◆ Listing:
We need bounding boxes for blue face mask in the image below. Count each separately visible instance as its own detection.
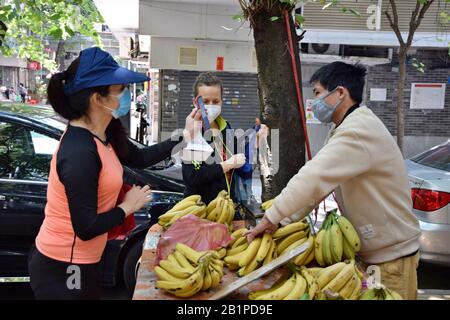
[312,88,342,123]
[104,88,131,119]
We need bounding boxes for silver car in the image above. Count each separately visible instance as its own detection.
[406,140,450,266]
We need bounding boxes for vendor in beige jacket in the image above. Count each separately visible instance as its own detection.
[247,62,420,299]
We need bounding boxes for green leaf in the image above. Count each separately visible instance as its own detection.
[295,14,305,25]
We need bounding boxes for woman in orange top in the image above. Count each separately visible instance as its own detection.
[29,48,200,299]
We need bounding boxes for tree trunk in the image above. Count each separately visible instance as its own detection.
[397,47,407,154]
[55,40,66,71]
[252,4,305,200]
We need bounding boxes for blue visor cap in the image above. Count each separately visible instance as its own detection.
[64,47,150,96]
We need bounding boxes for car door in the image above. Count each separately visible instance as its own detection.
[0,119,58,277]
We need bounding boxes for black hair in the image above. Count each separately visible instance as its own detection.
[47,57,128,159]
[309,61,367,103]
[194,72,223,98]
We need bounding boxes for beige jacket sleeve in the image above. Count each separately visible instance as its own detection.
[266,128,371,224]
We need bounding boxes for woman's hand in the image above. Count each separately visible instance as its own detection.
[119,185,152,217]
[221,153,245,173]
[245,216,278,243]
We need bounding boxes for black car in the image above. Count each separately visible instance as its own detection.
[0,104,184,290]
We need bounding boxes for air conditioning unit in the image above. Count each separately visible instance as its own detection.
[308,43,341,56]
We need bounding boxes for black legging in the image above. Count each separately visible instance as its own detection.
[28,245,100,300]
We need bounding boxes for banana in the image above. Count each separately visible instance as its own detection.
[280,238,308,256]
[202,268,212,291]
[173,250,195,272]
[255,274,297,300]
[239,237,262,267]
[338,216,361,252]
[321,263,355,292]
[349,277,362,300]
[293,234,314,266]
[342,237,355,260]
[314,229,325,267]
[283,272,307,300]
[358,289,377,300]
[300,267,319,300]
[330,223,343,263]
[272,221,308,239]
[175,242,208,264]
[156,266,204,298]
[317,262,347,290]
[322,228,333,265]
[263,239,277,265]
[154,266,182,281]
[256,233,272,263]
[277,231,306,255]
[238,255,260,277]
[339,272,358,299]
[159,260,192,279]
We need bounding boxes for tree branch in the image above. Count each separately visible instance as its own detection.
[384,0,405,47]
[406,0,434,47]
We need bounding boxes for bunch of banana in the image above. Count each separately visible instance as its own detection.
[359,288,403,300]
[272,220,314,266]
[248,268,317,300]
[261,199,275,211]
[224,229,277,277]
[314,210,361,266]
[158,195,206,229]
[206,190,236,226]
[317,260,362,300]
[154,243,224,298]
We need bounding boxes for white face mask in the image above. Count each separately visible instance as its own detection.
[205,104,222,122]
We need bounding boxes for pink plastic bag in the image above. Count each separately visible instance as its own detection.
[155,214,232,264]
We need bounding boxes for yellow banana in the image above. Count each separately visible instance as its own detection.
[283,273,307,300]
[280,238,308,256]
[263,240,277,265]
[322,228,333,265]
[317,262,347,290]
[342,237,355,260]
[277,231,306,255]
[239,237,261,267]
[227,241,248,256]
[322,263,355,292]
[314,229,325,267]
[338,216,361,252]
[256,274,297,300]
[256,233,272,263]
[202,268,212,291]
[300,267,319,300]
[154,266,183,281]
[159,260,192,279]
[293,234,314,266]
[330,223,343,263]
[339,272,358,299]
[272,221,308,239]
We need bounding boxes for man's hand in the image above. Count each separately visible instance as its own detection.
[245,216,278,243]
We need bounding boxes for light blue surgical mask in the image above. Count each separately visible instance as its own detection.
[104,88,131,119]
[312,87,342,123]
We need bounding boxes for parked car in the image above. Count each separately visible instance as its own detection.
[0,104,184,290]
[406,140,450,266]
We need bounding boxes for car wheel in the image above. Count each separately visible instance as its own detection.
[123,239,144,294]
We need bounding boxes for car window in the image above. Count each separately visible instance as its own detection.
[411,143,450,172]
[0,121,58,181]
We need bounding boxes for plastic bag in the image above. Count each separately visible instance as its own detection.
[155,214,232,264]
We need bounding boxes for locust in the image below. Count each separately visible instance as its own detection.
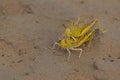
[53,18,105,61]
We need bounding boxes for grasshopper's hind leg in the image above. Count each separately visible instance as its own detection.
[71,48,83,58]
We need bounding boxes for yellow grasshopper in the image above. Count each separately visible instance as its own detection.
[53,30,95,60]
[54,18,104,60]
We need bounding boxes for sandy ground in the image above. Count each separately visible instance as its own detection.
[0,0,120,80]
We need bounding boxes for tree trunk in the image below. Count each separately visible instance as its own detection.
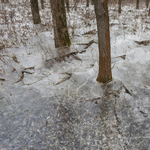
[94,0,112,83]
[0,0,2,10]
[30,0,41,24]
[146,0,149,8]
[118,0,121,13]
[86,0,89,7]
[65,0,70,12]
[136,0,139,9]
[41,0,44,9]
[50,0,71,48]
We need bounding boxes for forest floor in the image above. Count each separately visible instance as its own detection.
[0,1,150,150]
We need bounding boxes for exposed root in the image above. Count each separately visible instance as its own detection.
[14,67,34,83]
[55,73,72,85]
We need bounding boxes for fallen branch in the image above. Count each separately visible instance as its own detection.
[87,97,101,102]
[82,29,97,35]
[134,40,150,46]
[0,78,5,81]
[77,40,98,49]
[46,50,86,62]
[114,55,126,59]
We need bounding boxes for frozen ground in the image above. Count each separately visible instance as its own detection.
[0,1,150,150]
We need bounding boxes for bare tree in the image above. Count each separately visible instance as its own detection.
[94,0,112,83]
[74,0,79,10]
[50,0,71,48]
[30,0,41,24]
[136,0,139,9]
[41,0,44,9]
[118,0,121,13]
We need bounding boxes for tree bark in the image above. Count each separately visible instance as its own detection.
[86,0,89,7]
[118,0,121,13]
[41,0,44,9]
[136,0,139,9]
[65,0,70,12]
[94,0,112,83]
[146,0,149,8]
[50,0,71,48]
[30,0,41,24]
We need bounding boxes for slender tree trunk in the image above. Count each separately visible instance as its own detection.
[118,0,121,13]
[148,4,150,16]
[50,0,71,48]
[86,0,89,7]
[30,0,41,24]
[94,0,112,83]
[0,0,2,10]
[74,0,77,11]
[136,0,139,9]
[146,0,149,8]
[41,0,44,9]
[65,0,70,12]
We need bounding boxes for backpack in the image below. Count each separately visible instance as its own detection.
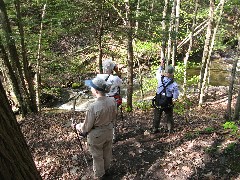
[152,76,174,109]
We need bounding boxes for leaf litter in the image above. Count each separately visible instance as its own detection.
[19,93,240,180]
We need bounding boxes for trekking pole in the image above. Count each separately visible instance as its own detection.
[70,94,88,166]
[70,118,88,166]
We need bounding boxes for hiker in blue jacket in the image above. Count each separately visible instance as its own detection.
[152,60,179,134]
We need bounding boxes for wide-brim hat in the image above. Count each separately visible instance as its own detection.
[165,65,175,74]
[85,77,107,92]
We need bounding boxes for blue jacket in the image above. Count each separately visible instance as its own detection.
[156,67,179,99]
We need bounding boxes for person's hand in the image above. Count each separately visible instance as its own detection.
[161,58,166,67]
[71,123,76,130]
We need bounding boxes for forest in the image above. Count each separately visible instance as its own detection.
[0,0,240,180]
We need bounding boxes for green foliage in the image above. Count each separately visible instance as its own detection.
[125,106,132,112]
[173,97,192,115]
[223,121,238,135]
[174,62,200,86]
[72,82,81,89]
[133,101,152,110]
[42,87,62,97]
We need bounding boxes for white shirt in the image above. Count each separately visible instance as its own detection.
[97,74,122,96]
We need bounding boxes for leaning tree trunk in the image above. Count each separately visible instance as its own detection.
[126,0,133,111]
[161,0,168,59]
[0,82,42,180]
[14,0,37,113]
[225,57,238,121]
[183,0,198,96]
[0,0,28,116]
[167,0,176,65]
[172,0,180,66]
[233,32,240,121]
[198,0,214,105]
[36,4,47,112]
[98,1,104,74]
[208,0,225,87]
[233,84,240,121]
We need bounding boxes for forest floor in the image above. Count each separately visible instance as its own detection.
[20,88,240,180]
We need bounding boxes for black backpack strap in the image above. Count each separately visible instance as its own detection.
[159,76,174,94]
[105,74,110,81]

◆ Work to be completed:
In the records, starting at the line that contains "We need bounding boxes for white shirt" and ending at the line that contains "[97,74,122,96]", switch "white shirt" to "gray shirt" and write out those lines again with nothing else changed.

◆ Result of this task:
We need bounding boxes for gray shirt in the image above. Count each separately visible instance as its own detection.
[97,74,122,96]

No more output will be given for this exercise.